Text excerpt =>

No. tcp_check_probe_timer() first checks if there is a pending timer and 
Will not overwrite it.
    
    There seems to be a philosophical difference between this patch and
    the existing logic in tcp_check_probe_timer()/tcp_probe0_base():
    
    /* Something is really bad, we could not queue an additional packet,
     * because qdisc is full or receiver sent a 0 window, or we are paced.
     * We do not want to add fuel to the fire, or abort too early,
     * so make sure the timer we arm now is at least 200ms in the future,
     * regardless of current icsk_rto value (as it could be ~2ms)
     */
    static inline unsigned long tcp_probe0_base(const struct sock *sk)
    {
      return max_t(unsigned long, inet_csk(sk)->icsk_rto, TCP_RTO_MIN);
    }
    ...
    static inline void tcp_check_probe_timer(struct sock *sk)
    {
            if (!tcp_sk(sk)->packets_out && !inet_csk(sk)->icsk_pending)
                    tcp_reset_xmit_timer(sk, ICSK_TIME_PROBE0,
                                         tcp_probe0_base(sk), TCP_RTO_MAX,
                                         NULL);
    }
    
    If we apply some version of this patch then we should probably at
    least update this comment above tcp_probe0_base() to clarify the new
    strategy.
    
Thanks for pointing this out. In the use case we consider packets can be
dropped as a result of applying a rate limit, so in this case drops are not a
sign that things are really bad (and in my measurements do not occur very
often). In retrospect I should have set the default sysctl value to 0 so the
behavior would not change unless one desires it by setting the sysctl to a
non-zero value.

    cheers,
    neal

Provided material =>
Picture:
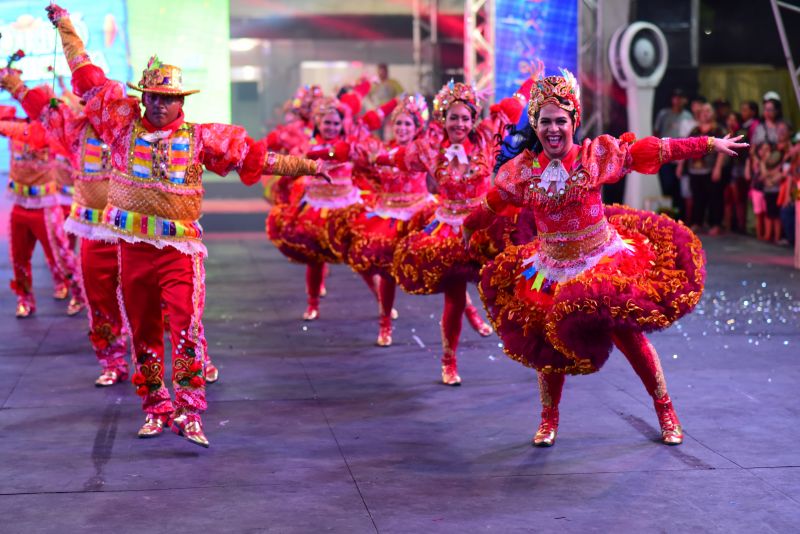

Problem description => In the C code quoted in the TCP probe timer discussion above, list each distinct name that is immediately followed by an opening parenthesis.

Final result => tcp_probe0_base, max_t, inet_csk, tcp_check_probe_timer, tcp_sk, tcp_reset_xmit_timer